#### [WHAT THE TASK REQUIRES]
Reproduce every line of the records below word for word.
***** SUPPLIED INFORMATION *****
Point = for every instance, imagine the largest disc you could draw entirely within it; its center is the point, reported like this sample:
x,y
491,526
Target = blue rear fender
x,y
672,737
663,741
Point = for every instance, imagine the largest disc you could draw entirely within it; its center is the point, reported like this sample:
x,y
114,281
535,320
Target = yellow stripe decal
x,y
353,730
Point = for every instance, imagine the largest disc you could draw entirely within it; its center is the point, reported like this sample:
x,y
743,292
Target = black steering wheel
*****
#### [SOLUTION TO THIS EXERCISE]
Point = for every instance, imagine the largest disc you could draw entirely within it; its center is the point, reported like this sample:
x,y
491,526
Target = blue rear fender
x,y
672,737
663,741
Point = for every instance, imagine the largest disc you could draw entirely within it; its center is the point, reported like this sample:
x,y
114,281
535,320
Target = yellow stripe decal
x,y
353,730
Point = for every instance, imagine the largest disc you could draw entirely within it; its center is the point, reported like this sample:
x,y
743,292
Target = black steering wheel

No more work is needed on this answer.